═════ Data records

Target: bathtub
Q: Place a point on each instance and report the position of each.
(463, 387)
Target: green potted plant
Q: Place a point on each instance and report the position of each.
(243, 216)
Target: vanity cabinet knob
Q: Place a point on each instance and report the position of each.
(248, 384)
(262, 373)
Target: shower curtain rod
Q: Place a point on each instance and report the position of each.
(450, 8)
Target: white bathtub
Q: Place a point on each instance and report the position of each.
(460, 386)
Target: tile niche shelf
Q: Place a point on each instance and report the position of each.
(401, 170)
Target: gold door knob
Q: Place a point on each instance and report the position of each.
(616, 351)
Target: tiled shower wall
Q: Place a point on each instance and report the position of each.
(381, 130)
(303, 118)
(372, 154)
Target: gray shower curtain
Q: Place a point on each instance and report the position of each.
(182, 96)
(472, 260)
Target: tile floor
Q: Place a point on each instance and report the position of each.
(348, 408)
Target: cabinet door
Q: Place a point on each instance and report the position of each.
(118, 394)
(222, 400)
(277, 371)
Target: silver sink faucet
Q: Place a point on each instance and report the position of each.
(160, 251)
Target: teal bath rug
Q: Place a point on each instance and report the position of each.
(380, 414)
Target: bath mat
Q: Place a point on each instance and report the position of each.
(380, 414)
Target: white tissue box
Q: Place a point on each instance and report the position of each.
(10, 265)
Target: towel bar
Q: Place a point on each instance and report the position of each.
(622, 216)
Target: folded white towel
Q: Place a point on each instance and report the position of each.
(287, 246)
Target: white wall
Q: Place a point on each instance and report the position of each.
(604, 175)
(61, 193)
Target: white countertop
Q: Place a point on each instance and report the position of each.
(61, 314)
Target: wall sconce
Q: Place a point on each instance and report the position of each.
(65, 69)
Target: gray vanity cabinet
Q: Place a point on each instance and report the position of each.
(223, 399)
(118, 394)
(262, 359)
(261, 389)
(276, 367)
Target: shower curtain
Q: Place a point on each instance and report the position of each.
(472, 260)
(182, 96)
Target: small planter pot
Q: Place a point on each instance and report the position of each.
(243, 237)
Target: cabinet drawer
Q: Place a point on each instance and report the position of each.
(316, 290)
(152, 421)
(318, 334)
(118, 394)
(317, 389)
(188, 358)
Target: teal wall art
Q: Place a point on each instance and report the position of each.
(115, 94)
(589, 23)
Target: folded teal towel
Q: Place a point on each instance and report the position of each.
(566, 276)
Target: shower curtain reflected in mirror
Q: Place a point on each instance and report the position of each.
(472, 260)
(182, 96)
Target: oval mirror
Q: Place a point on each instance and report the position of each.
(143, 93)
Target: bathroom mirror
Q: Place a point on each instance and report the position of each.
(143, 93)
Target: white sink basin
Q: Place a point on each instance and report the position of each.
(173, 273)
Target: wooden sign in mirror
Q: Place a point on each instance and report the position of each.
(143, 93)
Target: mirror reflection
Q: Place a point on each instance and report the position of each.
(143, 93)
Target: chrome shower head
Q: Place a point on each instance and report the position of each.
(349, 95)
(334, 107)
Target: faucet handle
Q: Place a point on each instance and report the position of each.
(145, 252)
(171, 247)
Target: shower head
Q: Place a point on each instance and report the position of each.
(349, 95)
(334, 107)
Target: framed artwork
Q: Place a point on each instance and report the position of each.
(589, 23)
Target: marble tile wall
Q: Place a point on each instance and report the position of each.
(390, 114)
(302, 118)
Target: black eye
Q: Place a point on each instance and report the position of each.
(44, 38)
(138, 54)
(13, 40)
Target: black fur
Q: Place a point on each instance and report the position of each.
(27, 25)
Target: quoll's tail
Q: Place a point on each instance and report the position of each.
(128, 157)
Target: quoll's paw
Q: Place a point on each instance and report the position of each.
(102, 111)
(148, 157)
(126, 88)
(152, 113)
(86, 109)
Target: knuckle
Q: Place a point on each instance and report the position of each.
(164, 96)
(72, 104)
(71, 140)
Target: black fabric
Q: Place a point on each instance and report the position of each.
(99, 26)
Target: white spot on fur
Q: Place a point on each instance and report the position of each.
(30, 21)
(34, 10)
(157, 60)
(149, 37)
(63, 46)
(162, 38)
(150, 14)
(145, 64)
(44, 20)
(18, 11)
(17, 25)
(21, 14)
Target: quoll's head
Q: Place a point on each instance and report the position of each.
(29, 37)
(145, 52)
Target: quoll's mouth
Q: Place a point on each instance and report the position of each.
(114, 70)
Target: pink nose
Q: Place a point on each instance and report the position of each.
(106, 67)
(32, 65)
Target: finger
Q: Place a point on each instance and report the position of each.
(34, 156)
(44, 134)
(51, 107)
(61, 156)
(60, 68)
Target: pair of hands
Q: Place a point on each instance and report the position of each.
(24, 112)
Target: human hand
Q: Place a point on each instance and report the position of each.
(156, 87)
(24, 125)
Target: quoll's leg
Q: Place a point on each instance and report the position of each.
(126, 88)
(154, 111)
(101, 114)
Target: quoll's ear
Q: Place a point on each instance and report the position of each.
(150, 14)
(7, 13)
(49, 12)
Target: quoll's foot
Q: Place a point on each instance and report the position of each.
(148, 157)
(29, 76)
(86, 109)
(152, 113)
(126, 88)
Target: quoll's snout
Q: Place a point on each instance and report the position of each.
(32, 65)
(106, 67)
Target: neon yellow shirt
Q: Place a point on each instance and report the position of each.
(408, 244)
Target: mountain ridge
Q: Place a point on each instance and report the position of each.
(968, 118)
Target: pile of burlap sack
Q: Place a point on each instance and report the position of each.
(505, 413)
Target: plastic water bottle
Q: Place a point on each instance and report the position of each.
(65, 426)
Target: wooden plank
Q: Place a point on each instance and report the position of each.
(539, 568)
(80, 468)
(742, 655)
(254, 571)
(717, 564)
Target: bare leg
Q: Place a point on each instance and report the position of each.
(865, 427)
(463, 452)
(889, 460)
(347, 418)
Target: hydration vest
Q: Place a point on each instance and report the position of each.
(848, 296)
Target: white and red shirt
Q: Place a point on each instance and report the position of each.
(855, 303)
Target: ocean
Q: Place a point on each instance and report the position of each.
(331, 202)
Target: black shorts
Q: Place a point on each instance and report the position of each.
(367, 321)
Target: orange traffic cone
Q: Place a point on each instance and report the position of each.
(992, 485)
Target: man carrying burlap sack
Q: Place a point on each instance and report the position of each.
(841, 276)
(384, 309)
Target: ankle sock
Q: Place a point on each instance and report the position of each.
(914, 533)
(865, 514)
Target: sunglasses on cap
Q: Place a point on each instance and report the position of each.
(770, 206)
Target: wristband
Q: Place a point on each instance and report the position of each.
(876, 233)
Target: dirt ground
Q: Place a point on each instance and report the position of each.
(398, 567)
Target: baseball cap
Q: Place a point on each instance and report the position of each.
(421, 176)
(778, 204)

══════════

**Exercise goal:** Copy out each line of the material above, word for word, from the first down to the line containing "Target: vanity cabinet knob". Add nothing.

**Response to the task:**
Target: bathtub
Q: Place a point on each instance and report the position of each.
(463, 387)
Target: green potted plant
Q: Place a point on each instance and report the position of each.
(243, 216)
Target: vanity cabinet knob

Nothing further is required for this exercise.